▶ [What is asked]: Copy everything in the data below from the line containing "Locate the rattan" down to the line containing "Target: rattan headboard", both of those lines included, keeping every line unchanged.

(Excerpts of pointing data)
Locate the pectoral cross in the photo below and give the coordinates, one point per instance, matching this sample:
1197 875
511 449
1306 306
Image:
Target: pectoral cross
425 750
--
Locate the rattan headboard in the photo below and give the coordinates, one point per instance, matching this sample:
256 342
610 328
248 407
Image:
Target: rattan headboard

▶ [Finished answer]:
Locate the rattan headboard in the photo below and give the coordinates, one point per instance, matching this sample:
256 342
610 328
248 407
Image:
Target: rattan headboard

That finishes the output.